━━━ SUPPLIED MATERIAL ━━━

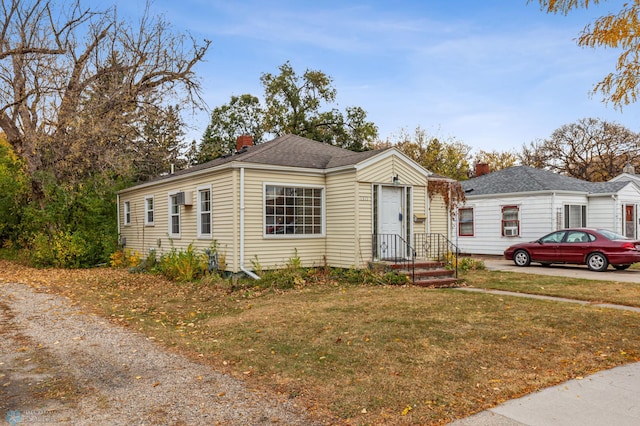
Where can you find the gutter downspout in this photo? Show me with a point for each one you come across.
(242, 268)
(118, 213)
(617, 220)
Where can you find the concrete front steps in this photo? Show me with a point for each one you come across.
(427, 273)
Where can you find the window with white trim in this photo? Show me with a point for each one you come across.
(127, 213)
(575, 216)
(174, 216)
(204, 212)
(148, 211)
(510, 221)
(465, 222)
(293, 210)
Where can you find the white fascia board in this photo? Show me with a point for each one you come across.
(522, 194)
(276, 168)
(231, 165)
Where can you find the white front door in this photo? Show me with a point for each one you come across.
(391, 244)
(629, 220)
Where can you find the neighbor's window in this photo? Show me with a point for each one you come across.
(575, 216)
(465, 222)
(204, 212)
(148, 211)
(174, 216)
(510, 221)
(127, 213)
(293, 210)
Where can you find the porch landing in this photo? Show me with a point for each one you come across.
(426, 273)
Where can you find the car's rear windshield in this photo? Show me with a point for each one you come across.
(612, 235)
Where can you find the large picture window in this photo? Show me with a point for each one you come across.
(291, 210)
(575, 216)
(174, 216)
(204, 212)
(510, 221)
(465, 222)
(148, 211)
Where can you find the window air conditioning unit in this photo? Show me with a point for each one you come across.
(510, 232)
(185, 198)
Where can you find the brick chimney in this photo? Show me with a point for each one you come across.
(242, 141)
(482, 169)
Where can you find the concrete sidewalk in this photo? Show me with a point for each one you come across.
(497, 263)
(610, 397)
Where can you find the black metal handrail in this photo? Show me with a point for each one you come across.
(394, 248)
(436, 247)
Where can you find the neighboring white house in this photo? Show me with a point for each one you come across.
(523, 203)
(290, 197)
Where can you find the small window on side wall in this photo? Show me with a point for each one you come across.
(127, 213)
(510, 221)
(174, 216)
(148, 211)
(204, 212)
(465, 222)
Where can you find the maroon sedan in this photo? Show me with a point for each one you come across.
(597, 248)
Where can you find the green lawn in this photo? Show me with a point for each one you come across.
(616, 292)
(363, 354)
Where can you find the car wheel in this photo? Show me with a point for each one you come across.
(597, 262)
(521, 258)
(621, 267)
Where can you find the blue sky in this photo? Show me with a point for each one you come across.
(494, 74)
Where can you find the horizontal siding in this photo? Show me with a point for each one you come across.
(142, 238)
(383, 171)
(537, 217)
(365, 223)
(438, 216)
(342, 222)
(224, 205)
(274, 252)
(602, 212)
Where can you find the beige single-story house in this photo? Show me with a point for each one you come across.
(289, 197)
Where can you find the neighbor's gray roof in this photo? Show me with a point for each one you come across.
(527, 179)
(288, 151)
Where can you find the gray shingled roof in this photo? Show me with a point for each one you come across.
(288, 151)
(528, 179)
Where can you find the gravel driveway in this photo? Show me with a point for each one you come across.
(60, 365)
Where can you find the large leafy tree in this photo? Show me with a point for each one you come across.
(243, 115)
(448, 158)
(589, 149)
(13, 189)
(78, 83)
(614, 30)
(293, 104)
(84, 96)
(496, 160)
(159, 144)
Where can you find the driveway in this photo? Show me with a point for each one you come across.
(497, 263)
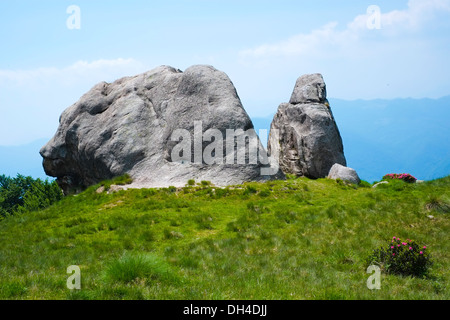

━━━

_WHAT THE EXERCISE ASKS_
What's needed is an exact retyping of the records, pictures excluded.

_ANSWER_
Where can you find the gutter downspout in this photo? Show me with a point for each one you come across.
(242, 268)
(118, 213)
(617, 220)
Where can you find the concrete front steps in this photo? Show me with a point for each one you come across.
(427, 273)
Where can you find the window with white trim in this photo? Show me with a point for each one you come across.
(127, 213)
(575, 216)
(174, 216)
(204, 212)
(148, 211)
(510, 221)
(465, 222)
(293, 210)
Where can you find the white fascia board in this photo? Show me with a point for each one you come across.
(522, 194)
(276, 168)
(231, 165)
Where can you find the white front door in this photo? Show me with a point for each one you come across.
(391, 244)
(629, 220)
Where can you find the neighbor's window in this photo? Show me with a point for each one you come across.
(575, 216)
(465, 222)
(204, 212)
(148, 211)
(174, 216)
(510, 221)
(127, 213)
(293, 210)
Where can you find the porch landing in this photo? Show me with a point for each one you come across.
(426, 273)
Where can you find the car's rear windshield in this photo? Show me with a point for each one you come across.
(612, 235)
Where can you find the large picture window in this photo? Show me with a point for each one you come across.
(291, 210)
(575, 216)
(174, 216)
(204, 212)
(510, 221)
(465, 222)
(148, 211)
Where can you find the window air conditioning unit in this photo? Show me with a point for each one you come across.
(510, 232)
(185, 198)
Where can you find the brick chimney in this photo? Show me with a point for each one you come across.
(242, 141)
(482, 169)
Where can you find the concrete sidewalk in this photo? Show me with a point for each one you come across.
(497, 263)
(610, 397)
Where can you find the black metal handrail in this photo? Show me with a point for each one you come across.
(394, 248)
(436, 247)
Where can you find the neighboring white house in this photo? Show me with a point for each one you come across.
(523, 203)
(290, 197)
Where can you find the small window on side wall in this photo? Show me with a point for each one you come across.
(127, 213)
(510, 221)
(174, 216)
(148, 211)
(204, 212)
(465, 222)
Where can you find the maroon sedan in this photo? Show me with a point for each one you come across.
(597, 248)
Where can you find the green lawn in this photo? Show me with a point for each one you come across.
(616, 292)
(363, 354)
Where can you find the car wheel in this photo? Show me with a point for each one you come across.
(597, 262)
(521, 258)
(621, 267)
Where can you find the blue sky in this photo? Show me with a point for each one you come across.
(494, 74)
Where can you find the horizontal siding in this photo? Show me with a point for each one you come across.
(142, 238)
(383, 171)
(537, 217)
(365, 223)
(438, 216)
(342, 222)
(224, 205)
(274, 252)
(602, 212)
Where can you find the beige single-story house in this photo? Show me with a point for each one you come across.
(289, 197)
Where can you find the neighbor's gray roof in this photo? Show me with a point for each one you come across.
(527, 179)
(288, 151)
Where can you find the gray shingled roof in this photo? Show me with a point for each one you come across.
(288, 151)
(528, 179)
Where can you find the gravel driveway in this photo? Show me with a point for each one you come across.
(60, 365)
Where can you find the large leafy tree in this photo? Show me with a point for each one you come across.
(243, 115)
(448, 158)
(589, 149)
(13, 189)
(78, 83)
(614, 30)
(293, 104)
(84, 96)
(496, 160)
(159, 144)
Where can you find the driveway in this photo? Show me with a point for each one you come across.
(497, 263)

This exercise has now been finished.